## Bacaan yang Diberikan
Senin, 30 Maret 2009

Pernikahan dan Pendidikan Anak

Membahas masalah pendidikan anak, tentu membahas sebuah tema yang cukup besar. Ia tidak hanya terpusat pada masalah anak itu sendiri, tetapi juga menyebar hingga masalah orangtua dan lingkungannya. Oleh karena itu, kita butuh pembahasan yang lebih komprehensif di dasarkan pada dalil-dalil al-Quran, as-Sunnah, dan warisan peninggalan salafus saleh.

Pembahasan yang pertama kita mulai dari peran pernikahan dalam pendidikan anak. Hal ini mengingat bahwa penyajian aspek-aspek seperti ini akan dapat menjelaskan letak pertautan antara pendidik dengan memikul tanggung jawab, melahirkan anak, mengakui keturunan anak, memelihara keselamatan jasmani dan akhlak, menumbuhkan perasaan kasih sayang kedua orangtua kepada anak, saling membantu antara suami istri dalam mendidik anak, meluruskan kenakalan-kenakalannya serta mempersiapkannya agar menjadi manusia yang berguna bagi kehidupan.

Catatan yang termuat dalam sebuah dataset
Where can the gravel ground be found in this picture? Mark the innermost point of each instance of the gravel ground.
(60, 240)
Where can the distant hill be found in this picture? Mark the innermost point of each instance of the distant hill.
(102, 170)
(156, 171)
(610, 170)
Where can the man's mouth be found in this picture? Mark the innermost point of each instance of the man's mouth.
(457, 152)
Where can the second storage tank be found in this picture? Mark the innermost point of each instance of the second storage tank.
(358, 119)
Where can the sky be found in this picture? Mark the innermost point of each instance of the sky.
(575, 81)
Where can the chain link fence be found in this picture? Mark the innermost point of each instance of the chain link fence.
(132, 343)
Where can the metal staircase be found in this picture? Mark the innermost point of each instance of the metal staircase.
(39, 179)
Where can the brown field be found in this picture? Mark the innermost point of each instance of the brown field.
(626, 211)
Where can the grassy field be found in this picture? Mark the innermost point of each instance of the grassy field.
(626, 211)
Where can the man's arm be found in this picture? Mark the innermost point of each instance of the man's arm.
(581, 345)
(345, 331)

==

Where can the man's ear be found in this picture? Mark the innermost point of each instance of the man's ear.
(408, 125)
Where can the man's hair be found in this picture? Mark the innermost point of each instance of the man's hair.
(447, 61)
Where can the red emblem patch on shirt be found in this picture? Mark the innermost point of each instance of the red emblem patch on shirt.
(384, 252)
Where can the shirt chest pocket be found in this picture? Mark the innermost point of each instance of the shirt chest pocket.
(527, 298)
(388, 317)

## Tugas yang Diberikan A
Periksa apakah tiap pernyataan berikut sesuai dengan teks tentang pernikahan dan pendidikan anak. Jawab ya atau tidak dan kutip kata-kata penentunya dari teks.
(i) Pembahasan pendidikan anak hanya terpusat pada masalah anak itu sendiri.
(ii) Pembahasan pertama dimulai dari peran pernikahan dalam pendidikan anak.
(iii) Pembahasan didasarkan pada dalil-dalil al-Quran, as-Sunnah, dan warisan salafus saleh.
## Tugas yang Diberikan B
Jawab pertanyaan berikut berdasarkan teks tentang pernikahan dan pendidikan anak.
(i) Tanggal berapa yang tercantum pada teks?
(ii) Selain pada masalah anak, sampai ke mana pembahasan pendidikan anak menyebar?
(iii) Anak dipersiapkan agar menjadi apa?

## Hasil Akhir A
(i) Tidak: "Ia tidak hanya terpusat pada masalah anak itu sendiri, tetapi juga menyebar hingga masalah orangtua dan lingkungannya."
(ii) Ya: "Pembahasan yang pertama kita mulai dari peran pernikahan dalam pendidikan anak."
(iii) Ya: "di dasarkan pada dalil-dalil al-Quran, as-Sunnah, dan warisan peninggalan salafus saleh"

## Hasil Akhir B
(i) Senin, 30 Maret 2009
(ii) Hingga masalah orangtua dan lingkungannya
(iii) Manusia yang berguna bagi kehidupan